▶ **What you have to do**
Set down every entry again, exactly as it appears.

▶ **Entries taken from a collection**
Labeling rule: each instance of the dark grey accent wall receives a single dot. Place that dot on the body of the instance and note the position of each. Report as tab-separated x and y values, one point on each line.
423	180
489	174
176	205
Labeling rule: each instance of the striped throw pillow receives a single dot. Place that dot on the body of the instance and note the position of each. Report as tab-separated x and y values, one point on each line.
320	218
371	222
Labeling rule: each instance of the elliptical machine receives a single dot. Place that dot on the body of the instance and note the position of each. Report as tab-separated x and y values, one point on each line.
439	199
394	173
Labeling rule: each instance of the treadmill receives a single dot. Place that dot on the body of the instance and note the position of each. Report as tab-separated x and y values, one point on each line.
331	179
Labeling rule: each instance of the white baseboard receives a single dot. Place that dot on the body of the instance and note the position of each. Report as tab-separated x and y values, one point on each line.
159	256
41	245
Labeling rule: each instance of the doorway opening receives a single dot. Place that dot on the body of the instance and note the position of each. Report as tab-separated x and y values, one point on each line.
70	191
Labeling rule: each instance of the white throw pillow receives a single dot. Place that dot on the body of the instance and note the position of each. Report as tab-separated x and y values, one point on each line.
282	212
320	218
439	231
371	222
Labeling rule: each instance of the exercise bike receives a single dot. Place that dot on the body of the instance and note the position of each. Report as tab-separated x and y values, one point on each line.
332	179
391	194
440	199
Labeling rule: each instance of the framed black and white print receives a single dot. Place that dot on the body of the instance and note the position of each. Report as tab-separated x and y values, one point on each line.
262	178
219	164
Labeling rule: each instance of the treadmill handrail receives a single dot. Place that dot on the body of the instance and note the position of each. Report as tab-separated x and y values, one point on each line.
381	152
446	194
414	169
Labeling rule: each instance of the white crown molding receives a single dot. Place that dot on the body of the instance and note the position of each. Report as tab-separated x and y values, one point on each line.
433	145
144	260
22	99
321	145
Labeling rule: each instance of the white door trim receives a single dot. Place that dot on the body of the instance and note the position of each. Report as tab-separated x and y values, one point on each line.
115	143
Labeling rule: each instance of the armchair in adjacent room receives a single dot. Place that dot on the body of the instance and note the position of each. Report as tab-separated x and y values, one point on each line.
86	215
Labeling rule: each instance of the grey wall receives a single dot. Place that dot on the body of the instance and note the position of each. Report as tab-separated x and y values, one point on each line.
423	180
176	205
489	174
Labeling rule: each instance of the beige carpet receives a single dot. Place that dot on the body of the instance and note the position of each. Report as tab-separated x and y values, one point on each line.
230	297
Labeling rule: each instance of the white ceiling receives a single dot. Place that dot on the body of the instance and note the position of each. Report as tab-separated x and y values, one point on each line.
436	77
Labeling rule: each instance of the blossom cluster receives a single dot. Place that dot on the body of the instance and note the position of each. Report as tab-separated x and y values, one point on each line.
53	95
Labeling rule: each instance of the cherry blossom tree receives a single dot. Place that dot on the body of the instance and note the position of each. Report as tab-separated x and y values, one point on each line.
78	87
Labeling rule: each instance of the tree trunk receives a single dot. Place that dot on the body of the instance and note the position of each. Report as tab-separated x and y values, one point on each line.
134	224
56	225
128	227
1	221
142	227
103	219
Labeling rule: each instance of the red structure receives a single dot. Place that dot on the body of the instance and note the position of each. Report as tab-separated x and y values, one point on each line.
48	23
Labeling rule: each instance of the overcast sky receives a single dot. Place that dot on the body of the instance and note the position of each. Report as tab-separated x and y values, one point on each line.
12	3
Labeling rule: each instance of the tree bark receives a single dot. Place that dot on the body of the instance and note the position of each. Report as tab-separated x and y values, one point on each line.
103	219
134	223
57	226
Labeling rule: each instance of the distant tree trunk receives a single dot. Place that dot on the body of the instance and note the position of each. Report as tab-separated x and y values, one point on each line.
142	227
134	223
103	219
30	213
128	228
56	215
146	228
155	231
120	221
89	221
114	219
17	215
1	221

▶ **Answer box**
Labeling rule: each instance of the dark grey accent wall receives a single dot. Place that dot on the body of the instance and note the position of each. Report as tab-separated x and y values, one point on each line.
423	180
489	174
176	205
Labeling rule: each instance of the striped throw pillow receives a single dot. Place that dot on the body of the instance and note the position of each. Report as tab-separated x and y values, one point on each line.
320	218
371	222
Labeling rule: each instance of the elliptical machine receives a single dot. Place that dot on the body of the instance and note the position of each. Report as tab-separated x and y values, one point on each line.
439	199
394	173
Labeling rule: each instance of the treadmill receives a single dot. Place that dot on the body of the instance and note the position of each. Report as tab-separated x and y values, one point on each line.
331	179
Labeling rule: each instance of the white baseboard receives a single dot. Place that dot on the body of the instance and note the position of each. Report as tab-separated x and y values, one point on each line.
159	256
41	245
Labeling rule: each instance of the doorway opening receives a single dot. Place that dot on the body of the instance and note the position of each. Report as tab-separated x and y values, one point on each line.
70	191
Labeling rule: each instance of the white throw pillow receives a single dot. Place that dot on the body of the instance and note the position of each. Report as tab-separated x and y values, one point on each line.
282	212
320	218
439	231
371	222
Labeling rule: each instance of the exercise bike receives a single dot. Place that dot on the body of the instance and note the position of each. Report as tab-separated x and y values, one point on each line.
332	179
391	194
440	199
Labeling rule: each instance of the framed black and white print receives a single dot. Place that dot on the body of the instance and note the position of each. Report as tab-separated x and y values, one point on each line.
262	178
219	164
Labeling rule: each instance of the treadmill handrail receives a single dot. Place that dot on the body of the instance and note the position of each. Report as tab-separated x and y values, one point on each line.
381	152
446	194
414	169
Labeling rule: each instance of the white crown molding receives a single dot. Place that dot on the body of the instance and note the position of each. Report as tab-separated x and y values, one point on each line.
433	145
144	260
22	99
321	145
Labeling rule: each instance of the white door trim receives a single dot. Place that dot on the body of the instance and note the position of each. Report as tab-separated x and y values, one point on each line.
115	143
Labeling rule: each instance of the armchair in adjacent room receives a single dot. Place that dot on the body of the instance and note the position of each. Report as tab-separated x and y values, one point on each line.
86	215
Labeling rule: each instance of the grey wall receives a single dot. Place that dot on the body of the instance and note the position of each. Report as tab-separated x and y values, one point on each line.
423	180
176	205
489	174
Labeling rule: each instance of the beige carpet receives a single dot. Place that dot on the body of the instance and note the position of each. Report as tab-separated x and y values, one point on each line.
230	297
Labeling rule: each instance of the white ceiling receives a single dot. Place that dot on the body of the instance and note the position of each. Report as tab-separated x and y values, one point on each line.
436	77
Labeling rule: each instance of the blossom cluster receives a single dot. Place that dot on the body of the instance and note the position of each. Report as tab-separated x and y values, one point on each line.
53	95
Labeling rule: each instance of the cherry blossom tree receives a single dot. Place that dot on the body of the instance and note the position of each. Report as tab-separated x and y values, one point on each line.
78	87
Labeling rule: each instance of the tree trunk receives a single dot. Place that dot on the body of the instance and note the position of each. Report as tab-separated x and y values, one point on each line.
134	224
56	225
128	227
1	221
142	227
103	219
Labeling rule: each instance of the red structure receives a single dot. Place that dot on the body of the instance and note the position of each. Report as tab-separated x and y values, one point on each line.
48	23
Labeling rule: each instance of the overcast sky receives a single dot. Place that dot on the body of the instance and note the position of each. Report as tab-separated x and y values, one point on each line.
12	3
Labeling rule: each instance of the tree bark receives a single dot. Place that dot on the body of the instance and note the position of each. Report as tab-separated x and y values, one point on each line.
103	219
134	223
57	226
Labeling rule: each instance of the distant tree trunk receives a single dot. Place that dot on the body of the instance and note the position of each. Report as tab-separated x and y values, one point on each line.
142	227
134	223
103	219
30	213
128	228
56	215
146	228
155	231
120	221
89	221
114	219
17	215
1	221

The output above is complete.